• _Ziel_:
Setze den Bericht über die Dürre in Texas nach dem Satz „Riesig, und doch eine der kleineren Farmen in der Gegend.“ fort.

• _Text_:
========

# taz.de -- Dürre in Texas: Farmer sein? Ein Glücksspiel
       
       > Der Rinderbestand schrumpft, die Preise für Tierfutter und Burger
       > steigen: Wie die Hitze im Bundesstaat Texas den Landwirten zu schaffen
       > macht.
       
 (IMG) Bild: Von diesem Pier soll man eigentlich fischen können ... Texas ist von der schlimmsten Dürre seit rund 50 Jahren betroffen.
       
       AUS TEXAS taz | Mit einem Satz hat er sich auf den Fahrersitz geschwungen,
       den Zündschlüssel umgedreht und los. Der silberfarbene Truck von Rader
       Gilleland wirbelt Staubwolken auf, als er den steinig-holprigen Weg zur
       Farm einschlägt. Gilleland zieht seine Baseballkappe tiefer in die Stirn,
       die Sonne blendet. „Ganz schön warm hier, was?“, sagt er. Es ist heiß in
       Texas, auch im Winter.
       
       150 Kilometer westlich von San Antonio im US-Bundesstaat Texas geht ein
       kleiner Schotterweg rechts vom Highway ab. Das elektronische Tor, Teil
       eines langen Holzzauns, öffnet sich und gibt den Weg frei Richtung Farm der
       Gillelands. 1.600 Hektar für die Rinder, dazu 1.200 Hektar Ackerland. Etwa
       die Fläche von 3.800 Fußballfeldern. Riesig, und doch eine der kleineren
       Farmen in der Gegend.

========

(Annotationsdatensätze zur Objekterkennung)
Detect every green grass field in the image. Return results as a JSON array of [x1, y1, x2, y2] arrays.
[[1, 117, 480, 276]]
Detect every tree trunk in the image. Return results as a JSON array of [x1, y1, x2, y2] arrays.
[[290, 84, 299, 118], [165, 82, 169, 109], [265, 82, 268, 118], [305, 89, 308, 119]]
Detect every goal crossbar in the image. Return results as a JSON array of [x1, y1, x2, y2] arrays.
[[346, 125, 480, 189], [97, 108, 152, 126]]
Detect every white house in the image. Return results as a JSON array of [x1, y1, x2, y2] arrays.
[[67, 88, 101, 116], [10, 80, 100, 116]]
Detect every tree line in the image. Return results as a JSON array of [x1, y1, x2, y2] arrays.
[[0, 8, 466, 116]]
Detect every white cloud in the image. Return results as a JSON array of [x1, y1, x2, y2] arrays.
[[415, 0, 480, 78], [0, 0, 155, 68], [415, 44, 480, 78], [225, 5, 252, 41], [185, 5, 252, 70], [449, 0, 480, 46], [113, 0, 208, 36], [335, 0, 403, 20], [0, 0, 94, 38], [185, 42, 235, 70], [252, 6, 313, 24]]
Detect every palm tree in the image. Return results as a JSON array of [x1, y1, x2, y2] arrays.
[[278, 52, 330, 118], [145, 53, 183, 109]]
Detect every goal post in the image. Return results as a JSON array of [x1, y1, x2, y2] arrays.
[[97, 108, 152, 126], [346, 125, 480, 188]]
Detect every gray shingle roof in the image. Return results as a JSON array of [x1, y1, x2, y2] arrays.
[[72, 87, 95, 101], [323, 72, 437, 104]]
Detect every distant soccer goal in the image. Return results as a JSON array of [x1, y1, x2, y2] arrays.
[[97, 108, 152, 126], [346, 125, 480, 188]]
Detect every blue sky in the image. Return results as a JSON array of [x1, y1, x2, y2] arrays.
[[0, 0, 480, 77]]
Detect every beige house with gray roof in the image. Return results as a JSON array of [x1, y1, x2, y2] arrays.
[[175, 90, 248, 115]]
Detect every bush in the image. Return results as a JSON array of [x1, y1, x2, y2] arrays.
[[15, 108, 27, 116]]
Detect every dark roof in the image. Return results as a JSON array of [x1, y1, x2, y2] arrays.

========

• _Ergebnis unten_:
       Rader Gilleland ist 38 und hier aufgewachsen. Er ist groß, sein Kreuz
       breit, das Lachen auch. „Meine Freunde fahren regelmäßig nach Las Vegas ins
       Kasino“, erzählt er. Sie fragen jedes Mal, ob er mitfahren will. Seine
       Antwort sei aber immer die gleiche. „Glücksspiel? In Las Vegas? No way,
       mein ganzes Leben ist doch schon ein Glücksspiel.“
       
       Der Farmer tritt auf die Bremse, der Truck kommt an einem Gitter aus
       Stacheldraht zum Stehen. Dahinter rupfen schwarze Rinder vertrocknete
       Grashalme aus dem Boden. Gilleland steigt aus dem Auto, geht zum Zaun. Die
       Risse im Boden vor dem Gitter sind so tief, dass er seinen Zeigefinger
       darin verschwinden lassen kann. „Trocken, viel zu trocken.“ Er zerbröselt
       einen Brocken Erde zwischen den Fingern zu Sand. Seit Wochen hat es so gut
       wie gar nicht geregnet. Ein Jungtier jenseits des Stacheldrahts wälzt sich
       auf dem Boden, das Fell nimmt eine graue Farbe an. Ein Brangus-Rind, die
       Rasse gilt als besonders widerstandsfähig.
       
       ## Größter Rinderproduzent der USA
       
       „Ich bin wirklich gern Farmer“, sagt Rader, klopft sich den Staub von der
       Jeans und blickt über die Felder. Etwas anderes sei ohnehin nicht infrage
       gekommen, bei seiner Familiengeschichte. Der Urgroßvater hat die Farm 1904
       gegründet, die Familie war eine der ersten, die sich in Texas
       niedergelassen haben. Erst der Urgroßvater, dann der Opa, später der Vater,
       jetzt er. Wenn alles gut läuft, übernimmt irgendwann sein Sohn. „Das würde
       ich mir jedenfalls wünschen.“ Der Sohn ist drei.
       
       Die Landwirtschaft ist der zweitgrößte Industriezweig in Texas, mit 247.500
       Farmern und etwa 80 Milliarden Dollar Umsatz im Jahr. Der Bundesstaat ist
       der größte Rinderproduzent der USA, auch bei Mais und Baumwolle liegt Texas
       vorne. Der Staat lebt vom Export. Doch das Wetter verändert vieles.
       
       In Texas herrscht Dürre, fast die Hälfte des Staates ist davon betroffen.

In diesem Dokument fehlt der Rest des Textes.